_Assigned task_
Write out the part of the news report on Bill Majcher's bail that starts with "Bill Majcher, who" and goes on through "have been charged.", word for word.

(Given passage begins)

A judge banned a former RCMP officer, who was charged after a foreign interference investigation, from contacting a former FBI officer that he once described as a mentor.
Bill Majcher, who worked from 1985 to 2007 on undercover organized crime investigations, is accused of helping the People’s Republic of China illegally intimidate an individual.
In February 2019, Majcher told a meeting of U.K. lawmakers that he was helping one major client, China’s government, to recover US$1.2 trillion of fraudulently acquired money.
A judge in Longueuil, Quebec granted the 60-year-old bail on Tuesday. Conditions of his release include having no contact with former RCMP international organized crime unit commander Kim Marsh and former FBI supervisory special agent Ross Gaffney. Majcher, who normally resides in Hong Kong, had been in custody in the Vancouver area since his arrest last week.
Marsh is allegedly Majcher’s co-conspirator. Neither Marsh nor Gaffney have been charged.
Gaffney is a lawyer in Pompano Beach, Fla., who spent 17 of his 27 years with the FBI overseeing financial crime and international money laundering investigations in Miami.

(Given passage ends)
(Listed entries begins)

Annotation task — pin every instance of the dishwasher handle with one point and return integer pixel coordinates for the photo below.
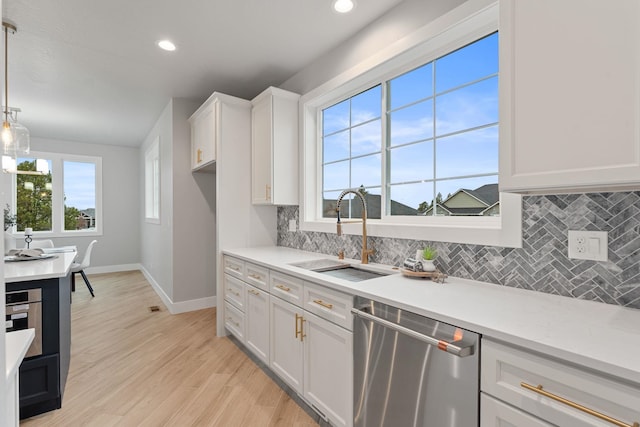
(441, 344)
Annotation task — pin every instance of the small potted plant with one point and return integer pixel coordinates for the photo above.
(9, 220)
(429, 253)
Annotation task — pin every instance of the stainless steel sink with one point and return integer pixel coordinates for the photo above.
(352, 274)
(341, 270)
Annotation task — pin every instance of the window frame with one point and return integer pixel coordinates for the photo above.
(456, 29)
(57, 195)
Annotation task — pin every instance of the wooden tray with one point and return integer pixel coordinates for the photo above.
(436, 276)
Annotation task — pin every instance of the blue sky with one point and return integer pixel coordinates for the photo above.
(432, 110)
(80, 184)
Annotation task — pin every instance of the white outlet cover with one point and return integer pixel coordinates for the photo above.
(589, 245)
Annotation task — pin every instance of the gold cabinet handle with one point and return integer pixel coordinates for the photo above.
(284, 288)
(300, 329)
(230, 320)
(577, 406)
(324, 304)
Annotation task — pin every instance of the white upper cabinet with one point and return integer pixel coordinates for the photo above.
(204, 123)
(570, 92)
(274, 147)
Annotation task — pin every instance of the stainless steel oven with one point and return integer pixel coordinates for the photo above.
(413, 371)
(23, 311)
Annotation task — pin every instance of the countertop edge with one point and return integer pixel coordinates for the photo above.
(591, 346)
(16, 345)
(25, 271)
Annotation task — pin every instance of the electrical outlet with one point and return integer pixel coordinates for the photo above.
(589, 245)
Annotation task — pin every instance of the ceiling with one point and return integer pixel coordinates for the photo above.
(91, 72)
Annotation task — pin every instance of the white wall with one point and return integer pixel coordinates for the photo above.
(156, 240)
(120, 241)
(179, 253)
(407, 17)
(193, 215)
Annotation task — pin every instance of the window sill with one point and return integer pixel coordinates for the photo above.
(56, 234)
(505, 231)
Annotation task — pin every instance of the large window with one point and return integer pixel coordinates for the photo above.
(435, 150)
(415, 129)
(65, 199)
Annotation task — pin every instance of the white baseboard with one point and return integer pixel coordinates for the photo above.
(178, 307)
(113, 268)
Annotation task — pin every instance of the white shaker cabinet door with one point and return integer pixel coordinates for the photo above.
(286, 357)
(328, 372)
(494, 413)
(274, 148)
(256, 315)
(569, 95)
(203, 136)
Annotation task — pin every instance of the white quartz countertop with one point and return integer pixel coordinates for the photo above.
(598, 336)
(50, 268)
(16, 345)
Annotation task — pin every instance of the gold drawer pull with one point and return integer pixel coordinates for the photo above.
(235, 293)
(230, 320)
(299, 331)
(324, 304)
(577, 406)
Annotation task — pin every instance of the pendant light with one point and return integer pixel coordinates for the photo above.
(14, 136)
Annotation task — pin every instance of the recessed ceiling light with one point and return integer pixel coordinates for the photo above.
(166, 45)
(343, 6)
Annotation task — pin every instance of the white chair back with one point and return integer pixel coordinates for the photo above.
(86, 261)
(40, 244)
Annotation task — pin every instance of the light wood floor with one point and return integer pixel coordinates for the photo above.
(134, 367)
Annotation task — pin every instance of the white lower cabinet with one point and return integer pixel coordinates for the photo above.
(256, 318)
(494, 413)
(234, 320)
(314, 356)
(328, 369)
(551, 390)
(287, 348)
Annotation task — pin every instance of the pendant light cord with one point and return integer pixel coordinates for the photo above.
(6, 74)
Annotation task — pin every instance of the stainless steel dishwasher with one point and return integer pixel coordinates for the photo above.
(410, 370)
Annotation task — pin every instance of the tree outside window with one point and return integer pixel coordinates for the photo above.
(33, 199)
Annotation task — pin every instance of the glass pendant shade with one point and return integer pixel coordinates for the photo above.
(15, 138)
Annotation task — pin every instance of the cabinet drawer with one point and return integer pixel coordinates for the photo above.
(286, 287)
(234, 320)
(257, 276)
(507, 370)
(329, 304)
(234, 291)
(234, 267)
(494, 413)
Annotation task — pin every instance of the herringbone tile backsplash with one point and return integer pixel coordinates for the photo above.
(541, 264)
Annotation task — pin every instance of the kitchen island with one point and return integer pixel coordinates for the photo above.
(43, 373)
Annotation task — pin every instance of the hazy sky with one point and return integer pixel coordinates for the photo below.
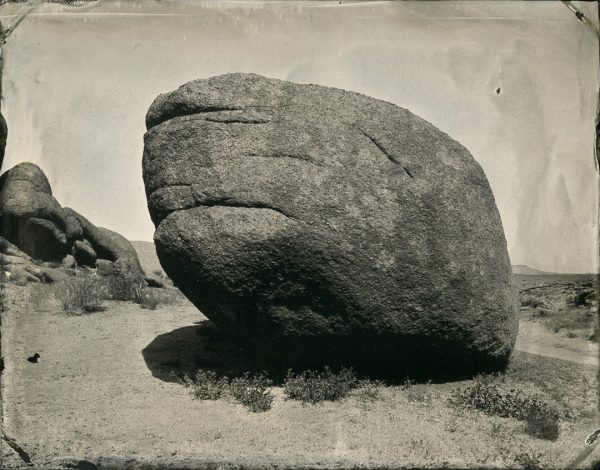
(78, 83)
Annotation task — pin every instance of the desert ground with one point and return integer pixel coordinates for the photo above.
(106, 393)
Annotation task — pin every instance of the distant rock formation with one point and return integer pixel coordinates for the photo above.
(34, 224)
(329, 226)
(524, 269)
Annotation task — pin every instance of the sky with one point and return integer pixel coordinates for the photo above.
(78, 82)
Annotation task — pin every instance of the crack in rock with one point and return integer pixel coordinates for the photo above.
(382, 149)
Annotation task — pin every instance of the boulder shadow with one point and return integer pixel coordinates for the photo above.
(171, 356)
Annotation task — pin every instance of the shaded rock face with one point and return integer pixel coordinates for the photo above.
(33, 220)
(3, 136)
(328, 225)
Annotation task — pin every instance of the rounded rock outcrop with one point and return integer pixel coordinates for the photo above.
(328, 226)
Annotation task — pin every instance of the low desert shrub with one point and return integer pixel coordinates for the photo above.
(542, 422)
(486, 395)
(252, 391)
(122, 285)
(84, 293)
(139, 293)
(314, 387)
(206, 385)
(527, 461)
(368, 391)
(150, 301)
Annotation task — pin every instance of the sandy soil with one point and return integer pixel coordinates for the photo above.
(534, 338)
(102, 393)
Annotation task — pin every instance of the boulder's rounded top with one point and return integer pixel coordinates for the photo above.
(29, 173)
(292, 211)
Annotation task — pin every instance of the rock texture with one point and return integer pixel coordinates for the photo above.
(3, 136)
(328, 225)
(33, 220)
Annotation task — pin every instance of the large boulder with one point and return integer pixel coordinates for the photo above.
(3, 136)
(30, 217)
(110, 246)
(328, 226)
(84, 253)
(32, 221)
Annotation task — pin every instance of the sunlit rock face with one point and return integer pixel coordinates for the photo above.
(328, 226)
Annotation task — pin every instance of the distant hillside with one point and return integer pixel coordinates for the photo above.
(147, 254)
(524, 269)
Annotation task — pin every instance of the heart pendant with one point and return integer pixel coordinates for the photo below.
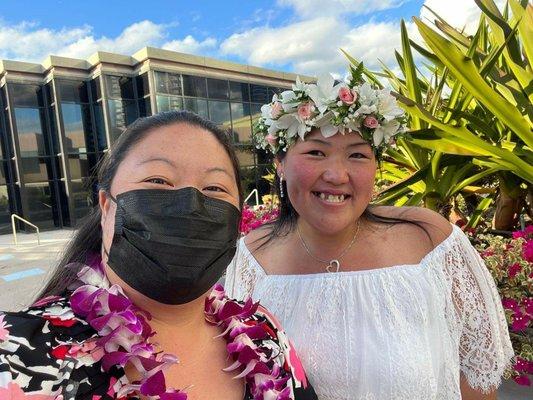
(334, 266)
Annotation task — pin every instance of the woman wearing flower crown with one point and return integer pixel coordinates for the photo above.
(129, 312)
(386, 303)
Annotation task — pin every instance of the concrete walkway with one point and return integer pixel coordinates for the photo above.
(24, 269)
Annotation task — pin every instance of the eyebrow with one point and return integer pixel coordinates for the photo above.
(160, 159)
(218, 169)
(329, 144)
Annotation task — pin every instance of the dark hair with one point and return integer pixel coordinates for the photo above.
(87, 240)
(288, 216)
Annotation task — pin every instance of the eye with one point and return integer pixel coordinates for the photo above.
(358, 155)
(158, 181)
(317, 153)
(215, 189)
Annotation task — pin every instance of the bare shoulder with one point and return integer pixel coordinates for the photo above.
(429, 222)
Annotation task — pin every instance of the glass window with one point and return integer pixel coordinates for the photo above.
(241, 122)
(121, 114)
(3, 172)
(36, 169)
(3, 95)
(145, 107)
(30, 133)
(272, 91)
(194, 86)
(259, 94)
(162, 103)
(25, 95)
(143, 86)
(74, 91)
(81, 165)
(5, 211)
(78, 129)
(174, 84)
(82, 197)
(239, 91)
(96, 91)
(219, 113)
(49, 91)
(119, 87)
(40, 205)
(217, 88)
(99, 126)
(198, 106)
(245, 156)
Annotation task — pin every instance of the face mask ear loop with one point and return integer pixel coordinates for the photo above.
(114, 200)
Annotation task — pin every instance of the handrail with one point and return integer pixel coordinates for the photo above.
(13, 216)
(256, 196)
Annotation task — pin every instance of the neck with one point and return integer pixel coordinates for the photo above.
(327, 246)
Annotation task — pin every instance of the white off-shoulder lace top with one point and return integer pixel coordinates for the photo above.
(395, 333)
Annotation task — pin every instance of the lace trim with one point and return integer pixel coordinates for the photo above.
(476, 339)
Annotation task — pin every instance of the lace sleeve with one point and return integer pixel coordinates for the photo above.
(484, 346)
(241, 274)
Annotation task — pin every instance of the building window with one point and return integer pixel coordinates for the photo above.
(194, 86)
(217, 89)
(239, 91)
(197, 106)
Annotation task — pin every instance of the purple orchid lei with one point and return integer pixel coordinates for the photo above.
(124, 337)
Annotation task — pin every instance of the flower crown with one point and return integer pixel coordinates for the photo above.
(350, 106)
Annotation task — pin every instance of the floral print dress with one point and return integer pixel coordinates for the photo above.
(48, 353)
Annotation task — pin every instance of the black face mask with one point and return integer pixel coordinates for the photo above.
(172, 245)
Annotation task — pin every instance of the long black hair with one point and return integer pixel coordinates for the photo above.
(87, 240)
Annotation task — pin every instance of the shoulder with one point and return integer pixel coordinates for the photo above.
(423, 222)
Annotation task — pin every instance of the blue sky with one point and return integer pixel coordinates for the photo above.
(291, 35)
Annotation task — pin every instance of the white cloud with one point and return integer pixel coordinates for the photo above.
(29, 42)
(310, 8)
(458, 13)
(192, 46)
(313, 46)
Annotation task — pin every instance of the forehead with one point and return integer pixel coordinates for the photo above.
(350, 138)
(181, 143)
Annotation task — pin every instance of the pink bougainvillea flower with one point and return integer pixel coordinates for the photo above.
(15, 392)
(522, 380)
(510, 304)
(514, 270)
(527, 251)
(4, 332)
(520, 322)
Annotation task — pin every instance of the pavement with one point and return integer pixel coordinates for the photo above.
(24, 269)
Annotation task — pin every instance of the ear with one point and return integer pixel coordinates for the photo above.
(279, 166)
(104, 202)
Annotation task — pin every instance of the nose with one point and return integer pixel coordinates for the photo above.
(336, 173)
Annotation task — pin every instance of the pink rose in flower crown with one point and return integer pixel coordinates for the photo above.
(347, 96)
(305, 110)
(271, 139)
(371, 122)
(276, 110)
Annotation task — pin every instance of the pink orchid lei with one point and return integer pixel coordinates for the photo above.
(124, 336)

(Listed entries ends)

_Reply_
Bill Majcher, who worked from 1985 to 2007 on undercover organized crime investigations, is accused of helping the People’s Republic of China illegally intimidate an individual.
In February 2019, Majcher told a meeting of U.K. lawmakers that he was helping one major client, China’s government, to recover US$1.2 trillion of fraudulently acquired money.
A judge in Longueuil, Quebec granted the 60-year-old bail on Tuesday. Conditions of his release include having no contact with former RCMP international organized crime unit commander Kim Marsh and former FBI supervisory special agent Ross Gaffney. Majcher, who normally resides in Hong Kong, had been in custody in the Vancouver area since his arrest last week.
Marsh is allegedly Majcher’s co-conspirator. Neither Marsh nor Gaffney have been charged.